→ Provided information:

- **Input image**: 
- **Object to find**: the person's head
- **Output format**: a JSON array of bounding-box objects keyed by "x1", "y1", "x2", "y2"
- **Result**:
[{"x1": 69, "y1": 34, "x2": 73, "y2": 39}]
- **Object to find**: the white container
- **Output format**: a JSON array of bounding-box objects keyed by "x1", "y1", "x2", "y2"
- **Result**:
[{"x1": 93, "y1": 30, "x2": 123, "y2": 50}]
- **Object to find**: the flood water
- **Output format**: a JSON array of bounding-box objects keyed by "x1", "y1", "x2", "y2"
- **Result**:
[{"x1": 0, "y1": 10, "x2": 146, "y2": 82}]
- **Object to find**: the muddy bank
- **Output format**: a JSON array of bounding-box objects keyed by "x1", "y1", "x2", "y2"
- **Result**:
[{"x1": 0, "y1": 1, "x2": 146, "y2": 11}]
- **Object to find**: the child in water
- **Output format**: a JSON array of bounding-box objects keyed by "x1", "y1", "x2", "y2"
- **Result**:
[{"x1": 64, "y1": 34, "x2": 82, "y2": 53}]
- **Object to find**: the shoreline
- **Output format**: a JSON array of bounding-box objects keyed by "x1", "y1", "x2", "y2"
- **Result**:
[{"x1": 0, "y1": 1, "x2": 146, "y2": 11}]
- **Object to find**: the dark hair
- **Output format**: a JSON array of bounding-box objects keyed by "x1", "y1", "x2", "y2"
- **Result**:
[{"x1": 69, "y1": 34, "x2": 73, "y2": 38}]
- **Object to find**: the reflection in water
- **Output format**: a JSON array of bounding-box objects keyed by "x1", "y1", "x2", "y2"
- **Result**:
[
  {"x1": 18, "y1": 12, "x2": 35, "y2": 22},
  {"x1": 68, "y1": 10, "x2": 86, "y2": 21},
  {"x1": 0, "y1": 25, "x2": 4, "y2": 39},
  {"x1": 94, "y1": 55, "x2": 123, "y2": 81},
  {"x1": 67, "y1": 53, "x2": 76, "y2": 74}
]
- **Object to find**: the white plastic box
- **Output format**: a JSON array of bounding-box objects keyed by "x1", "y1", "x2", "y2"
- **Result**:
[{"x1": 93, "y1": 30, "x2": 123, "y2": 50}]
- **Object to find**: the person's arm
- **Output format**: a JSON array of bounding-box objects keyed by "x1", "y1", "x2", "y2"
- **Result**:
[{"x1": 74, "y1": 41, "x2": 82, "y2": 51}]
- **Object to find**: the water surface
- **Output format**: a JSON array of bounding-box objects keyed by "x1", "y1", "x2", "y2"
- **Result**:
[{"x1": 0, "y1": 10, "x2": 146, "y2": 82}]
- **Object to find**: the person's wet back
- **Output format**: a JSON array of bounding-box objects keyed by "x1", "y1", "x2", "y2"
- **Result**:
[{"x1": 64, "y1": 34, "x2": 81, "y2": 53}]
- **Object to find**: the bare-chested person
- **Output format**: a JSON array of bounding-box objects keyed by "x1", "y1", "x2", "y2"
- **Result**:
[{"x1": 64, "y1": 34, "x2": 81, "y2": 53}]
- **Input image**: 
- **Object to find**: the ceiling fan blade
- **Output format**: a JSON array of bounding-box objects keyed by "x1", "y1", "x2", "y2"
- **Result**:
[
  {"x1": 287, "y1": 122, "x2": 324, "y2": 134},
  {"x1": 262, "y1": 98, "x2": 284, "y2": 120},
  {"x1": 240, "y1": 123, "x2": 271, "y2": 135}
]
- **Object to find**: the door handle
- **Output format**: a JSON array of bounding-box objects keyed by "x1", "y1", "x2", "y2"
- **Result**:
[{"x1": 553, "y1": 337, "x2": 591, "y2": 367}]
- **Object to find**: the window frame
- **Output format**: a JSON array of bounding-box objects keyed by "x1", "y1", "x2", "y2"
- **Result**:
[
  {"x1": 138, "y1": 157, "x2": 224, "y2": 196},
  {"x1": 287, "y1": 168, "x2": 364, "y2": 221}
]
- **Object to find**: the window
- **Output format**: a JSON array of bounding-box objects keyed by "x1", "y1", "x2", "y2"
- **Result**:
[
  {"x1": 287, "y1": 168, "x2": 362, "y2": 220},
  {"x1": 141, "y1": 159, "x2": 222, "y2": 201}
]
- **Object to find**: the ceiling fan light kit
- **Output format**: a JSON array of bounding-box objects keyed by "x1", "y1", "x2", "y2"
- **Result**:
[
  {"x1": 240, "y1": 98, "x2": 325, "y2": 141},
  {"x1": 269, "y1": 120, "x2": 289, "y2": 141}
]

→ What is being asked: Recast the entries above as a numbered list, from the line containing "- **Object to find**: the ceiling fan light" through the last line of the entries, both included. Leave out blank lines.

→ Task answer:
1. - **Object to find**: the ceiling fan light kit
2. - **Output format**: a JSON array of bounding-box objects keyed by "x1", "y1", "x2", "y2"
3. - **Result**:
4. [
5.   {"x1": 240, "y1": 98, "x2": 325, "y2": 141},
6.   {"x1": 269, "y1": 120, "x2": 289, "y2": 141}
7. ]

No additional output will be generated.